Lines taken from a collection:
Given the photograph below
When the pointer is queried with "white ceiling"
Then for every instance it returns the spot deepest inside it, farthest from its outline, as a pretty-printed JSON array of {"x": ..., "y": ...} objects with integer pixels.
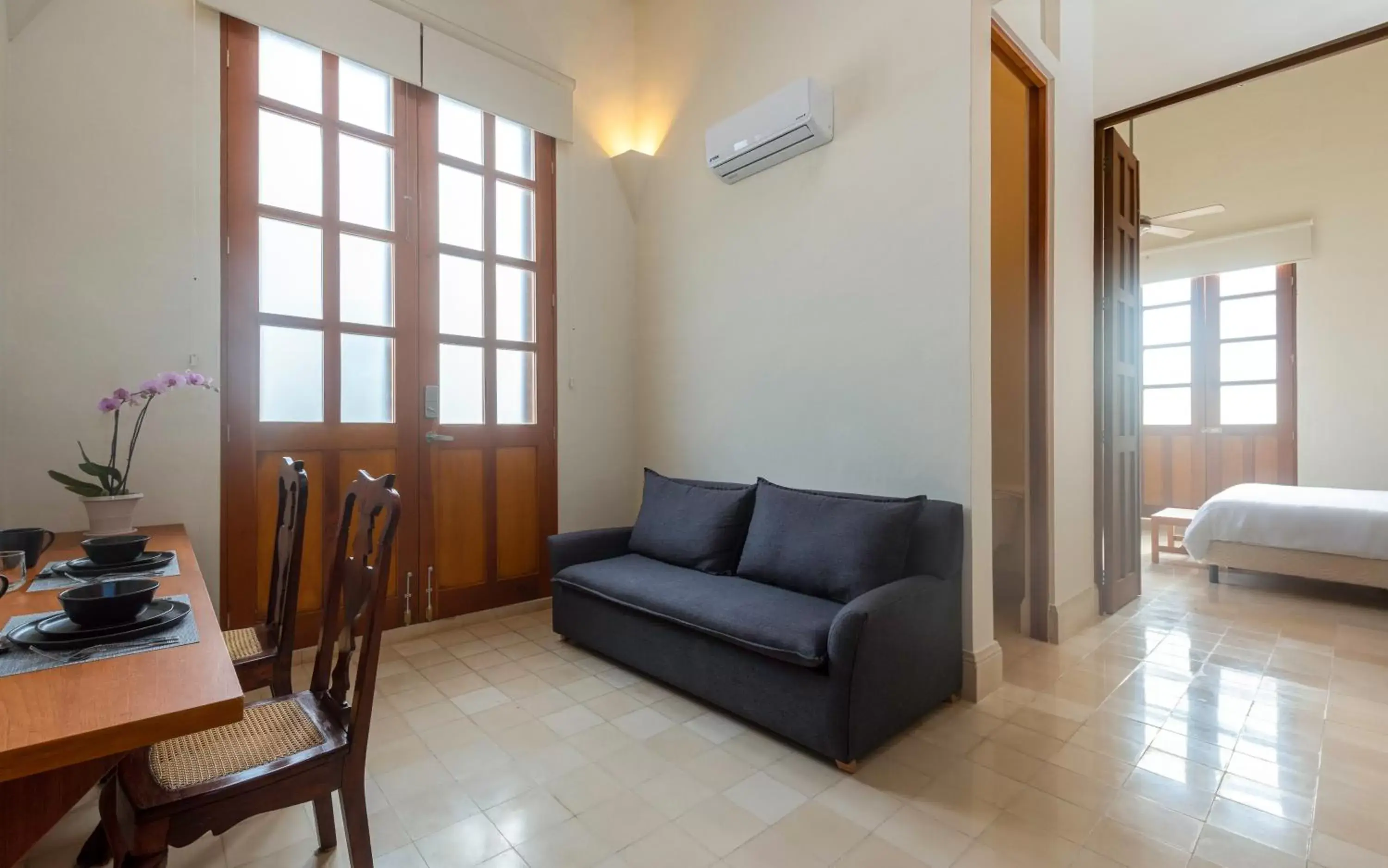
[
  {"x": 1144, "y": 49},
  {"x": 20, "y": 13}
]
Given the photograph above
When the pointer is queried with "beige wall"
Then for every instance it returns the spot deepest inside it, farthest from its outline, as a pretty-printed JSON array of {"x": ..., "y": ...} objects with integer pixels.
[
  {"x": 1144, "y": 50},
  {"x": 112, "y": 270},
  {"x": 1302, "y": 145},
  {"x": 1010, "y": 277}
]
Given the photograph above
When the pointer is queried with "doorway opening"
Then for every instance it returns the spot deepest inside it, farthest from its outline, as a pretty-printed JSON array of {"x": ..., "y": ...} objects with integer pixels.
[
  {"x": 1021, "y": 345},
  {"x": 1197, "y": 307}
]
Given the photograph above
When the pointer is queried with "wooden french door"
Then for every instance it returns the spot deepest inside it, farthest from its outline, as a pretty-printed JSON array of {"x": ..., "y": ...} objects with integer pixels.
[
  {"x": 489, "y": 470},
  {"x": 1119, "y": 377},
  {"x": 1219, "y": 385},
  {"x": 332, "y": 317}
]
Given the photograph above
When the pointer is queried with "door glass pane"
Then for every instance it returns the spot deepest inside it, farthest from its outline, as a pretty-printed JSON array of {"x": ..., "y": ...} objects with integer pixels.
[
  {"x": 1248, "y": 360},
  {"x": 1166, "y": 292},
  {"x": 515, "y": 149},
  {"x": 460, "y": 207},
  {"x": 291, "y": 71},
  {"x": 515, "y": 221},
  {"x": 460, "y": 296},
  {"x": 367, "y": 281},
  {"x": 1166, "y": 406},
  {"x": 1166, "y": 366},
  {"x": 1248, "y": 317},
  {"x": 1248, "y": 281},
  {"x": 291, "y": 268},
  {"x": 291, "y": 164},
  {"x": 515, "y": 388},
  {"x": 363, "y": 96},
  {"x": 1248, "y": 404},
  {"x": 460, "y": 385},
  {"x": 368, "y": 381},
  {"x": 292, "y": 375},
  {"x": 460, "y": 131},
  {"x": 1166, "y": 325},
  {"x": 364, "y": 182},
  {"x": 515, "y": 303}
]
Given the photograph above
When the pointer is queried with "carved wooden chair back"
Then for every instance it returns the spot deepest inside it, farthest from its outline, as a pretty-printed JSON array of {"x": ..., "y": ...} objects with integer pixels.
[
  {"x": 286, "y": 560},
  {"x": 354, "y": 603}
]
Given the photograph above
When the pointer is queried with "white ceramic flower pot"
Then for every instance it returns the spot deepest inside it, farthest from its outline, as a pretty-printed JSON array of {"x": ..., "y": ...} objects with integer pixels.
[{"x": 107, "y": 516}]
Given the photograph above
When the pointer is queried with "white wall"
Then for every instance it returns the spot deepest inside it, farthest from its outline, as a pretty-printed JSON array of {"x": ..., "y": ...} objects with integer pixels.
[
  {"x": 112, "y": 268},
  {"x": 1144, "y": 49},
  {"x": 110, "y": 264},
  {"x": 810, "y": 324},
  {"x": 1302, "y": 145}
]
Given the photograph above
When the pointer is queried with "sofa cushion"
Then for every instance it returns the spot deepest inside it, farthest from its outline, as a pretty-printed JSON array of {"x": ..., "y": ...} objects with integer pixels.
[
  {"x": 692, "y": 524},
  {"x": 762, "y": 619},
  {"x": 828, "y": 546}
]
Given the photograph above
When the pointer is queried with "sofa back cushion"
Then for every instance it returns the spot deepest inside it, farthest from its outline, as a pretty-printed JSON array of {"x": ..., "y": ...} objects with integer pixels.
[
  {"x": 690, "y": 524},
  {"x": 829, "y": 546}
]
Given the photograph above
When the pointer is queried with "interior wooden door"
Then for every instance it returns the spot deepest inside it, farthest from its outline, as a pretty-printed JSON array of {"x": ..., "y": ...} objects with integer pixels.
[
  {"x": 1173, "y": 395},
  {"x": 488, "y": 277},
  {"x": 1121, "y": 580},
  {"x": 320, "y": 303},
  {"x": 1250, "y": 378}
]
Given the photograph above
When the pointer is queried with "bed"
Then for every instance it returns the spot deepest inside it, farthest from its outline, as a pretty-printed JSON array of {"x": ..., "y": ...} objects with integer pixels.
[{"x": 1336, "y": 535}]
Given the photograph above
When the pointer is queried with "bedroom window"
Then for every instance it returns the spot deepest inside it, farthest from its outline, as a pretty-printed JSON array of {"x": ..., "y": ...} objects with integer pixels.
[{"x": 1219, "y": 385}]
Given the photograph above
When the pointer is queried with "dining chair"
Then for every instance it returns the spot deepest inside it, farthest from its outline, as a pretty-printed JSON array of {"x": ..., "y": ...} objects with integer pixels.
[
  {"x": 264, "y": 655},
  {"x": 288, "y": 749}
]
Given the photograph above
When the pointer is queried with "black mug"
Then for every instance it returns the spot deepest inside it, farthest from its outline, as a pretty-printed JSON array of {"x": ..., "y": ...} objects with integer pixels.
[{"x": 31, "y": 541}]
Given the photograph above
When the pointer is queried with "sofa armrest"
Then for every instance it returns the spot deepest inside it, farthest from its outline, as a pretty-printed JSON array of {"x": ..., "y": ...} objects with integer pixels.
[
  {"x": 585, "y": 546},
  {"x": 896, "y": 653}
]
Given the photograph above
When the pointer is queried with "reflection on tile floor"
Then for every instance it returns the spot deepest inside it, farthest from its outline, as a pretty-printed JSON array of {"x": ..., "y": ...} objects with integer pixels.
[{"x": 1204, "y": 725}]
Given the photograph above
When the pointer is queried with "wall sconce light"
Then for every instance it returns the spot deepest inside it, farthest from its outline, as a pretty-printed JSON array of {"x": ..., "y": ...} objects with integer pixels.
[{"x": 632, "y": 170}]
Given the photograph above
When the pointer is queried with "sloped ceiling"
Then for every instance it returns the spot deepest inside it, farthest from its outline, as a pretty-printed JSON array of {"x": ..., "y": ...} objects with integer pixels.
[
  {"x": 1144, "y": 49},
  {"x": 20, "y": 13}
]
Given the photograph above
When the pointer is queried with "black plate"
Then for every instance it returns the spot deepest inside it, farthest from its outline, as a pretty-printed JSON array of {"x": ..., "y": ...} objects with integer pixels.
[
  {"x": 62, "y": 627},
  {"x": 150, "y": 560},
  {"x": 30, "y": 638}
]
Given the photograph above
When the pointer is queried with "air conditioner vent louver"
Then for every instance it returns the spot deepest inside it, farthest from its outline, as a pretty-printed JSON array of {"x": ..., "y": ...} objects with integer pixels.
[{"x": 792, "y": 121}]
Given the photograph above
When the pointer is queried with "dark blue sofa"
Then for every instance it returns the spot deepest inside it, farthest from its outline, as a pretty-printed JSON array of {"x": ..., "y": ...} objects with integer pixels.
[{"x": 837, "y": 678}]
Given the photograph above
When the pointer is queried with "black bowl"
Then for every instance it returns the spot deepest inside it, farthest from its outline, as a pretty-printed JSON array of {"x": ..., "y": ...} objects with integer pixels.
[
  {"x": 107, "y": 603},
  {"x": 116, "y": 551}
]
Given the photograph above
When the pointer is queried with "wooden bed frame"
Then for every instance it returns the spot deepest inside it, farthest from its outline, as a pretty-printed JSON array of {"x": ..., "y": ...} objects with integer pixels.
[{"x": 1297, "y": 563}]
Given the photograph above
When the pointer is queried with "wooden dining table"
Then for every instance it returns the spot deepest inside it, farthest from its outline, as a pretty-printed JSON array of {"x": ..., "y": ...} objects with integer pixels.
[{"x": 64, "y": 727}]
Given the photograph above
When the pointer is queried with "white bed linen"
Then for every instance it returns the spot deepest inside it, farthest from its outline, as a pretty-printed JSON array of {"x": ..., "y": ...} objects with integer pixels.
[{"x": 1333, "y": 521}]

§ Exercise description:
Find every line above that contains the word "white" and copy each one.

§ Finished exercise:
When the pointer is queried with "white ceiling"
When the pointer is queried with "white ceramic flower pot"
When the pointer is queried with "white wall"
When the pointer is queried with "white bed linen"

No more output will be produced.